- Given exercise: Copy out the entries in full and with complete accuracy; pictures are excluded.

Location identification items
──────
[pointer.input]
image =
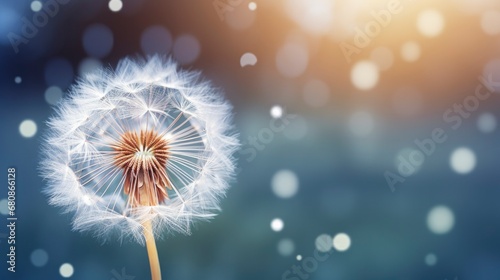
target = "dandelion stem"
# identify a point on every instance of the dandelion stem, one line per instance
(154, 262)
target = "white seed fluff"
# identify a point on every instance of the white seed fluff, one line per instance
(153, 95)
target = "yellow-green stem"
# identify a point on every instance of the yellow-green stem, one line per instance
(154, 262)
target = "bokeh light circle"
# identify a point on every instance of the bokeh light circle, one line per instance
(323, 243)
(276, 111)
(382, 57)
(364, 75)
(292, 60)
(115, 5)
(285, 184)
(490, 22)
(463, 160)
(430, 23)
(66, 270)
(277, 224)
(27, 128)
(39, 257)
(286, 247)
(430, 259)
(342, 242)
(440, 220)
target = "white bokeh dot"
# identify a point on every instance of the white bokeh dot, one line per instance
(286, 247)
(276, 111)
(463, 160)
(292, 59)
(252, 6)
(323, 243)
(115, 5)
(440, 220)
(341, 242)
(247, 59)
(490, 22)
(430, 23)
(430, 259)
(36, 6)
(277, 224)
(285, 184)
(27, 128)
(361, 123)
(53, 94)
(364, 75)
(39, 257)
(66, 270)
(486, 123)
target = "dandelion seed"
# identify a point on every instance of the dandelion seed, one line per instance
(138, 152)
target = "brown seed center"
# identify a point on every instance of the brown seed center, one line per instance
(143, 157)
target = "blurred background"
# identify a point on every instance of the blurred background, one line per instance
(368, 128)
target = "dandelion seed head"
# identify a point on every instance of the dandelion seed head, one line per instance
(146, 142)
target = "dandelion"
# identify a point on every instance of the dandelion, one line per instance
(139, 152)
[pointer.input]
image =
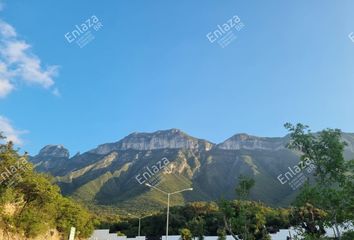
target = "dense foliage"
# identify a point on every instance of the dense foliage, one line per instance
(327, 199)
(30, 204)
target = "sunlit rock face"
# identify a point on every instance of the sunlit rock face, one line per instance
(166, 139)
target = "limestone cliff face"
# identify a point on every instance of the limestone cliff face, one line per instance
(167, 139)
(248, 142)
(54, 151)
──────
- Output below:
[pointer.input]
image =
target = "dandelion stem"
# identify a point on every instance of the dandelion stem, one line per instance
(154, 262)
target = "white seed fluff"
# identify a point on every instance of the white seed fluff, one line per instance
(153, 95)
target = "yellow-green stem"
# identify a point on every instance of the yellow-green stem, one line per instance
(154, 262)
target = "bokeh light circle"
# identify a point on every instance of the bokeh light circle, one line per instance
(323, 243)
(276, 111)
(382, 57)
(364, 75)
(292, 60)
(115, 5)
(285, 184)
(490, 22)
(463, 160)
(430, 23)
(66, 270)
(277, 224)
(27, 128)
(39, 257)
(286, 247)
(430, 259)
(342, 242)
(440, 220)
target = "white bokeh dot"
# identify a point on every instance of the white bokeh dot, one line per instance
(286, 247)
(276, 111)
(463, 160)
(292, 59)
(252, 6)
(323, 243)
(115, 5)
(440, 220)
(341, 242)
(247, 59)
(490, 22)
(430, 23)
(430, 259)
(36, 6)
(277, 224)
(285, 184)
(27, 128)
(361, 123)
(53, 94)
(364, 75)
(39, 257)
(66, 270)
(486, 123)
target = "dandelion seed"
# identify a point on every instance of the dandelion seed, one line per instance
(138, 152)
target = "brown seed center"
# identify a point on every instance of the brown seed center, one line per instance
(143, 157)
target = "blurred background"
# identify a point on every instance of the blurred background, one line per instance
(368, 128)
target = "dandelion seed head"
# identify a point on every instance of the dandelion seed head, one line per instance
(146, 142)
target = "dandelion"
# identify a point on every instance of the dandelion, one line per instance
(139, 152)
[pointer.input]
image =
target = "dense foliage"
# identify a point on every instance of the dense foliage, one line per instance
(327, 199)
(30, 204)
target = "sunlit rock face"
# identify a point on every instance of the sunlit rock face, one line per instance
(166, 139)
target = "limestone cliff face"
# identify a point on every instance of the limestone cliff face, one line per instance
(167, 139)
(248, 142)
(54, 151)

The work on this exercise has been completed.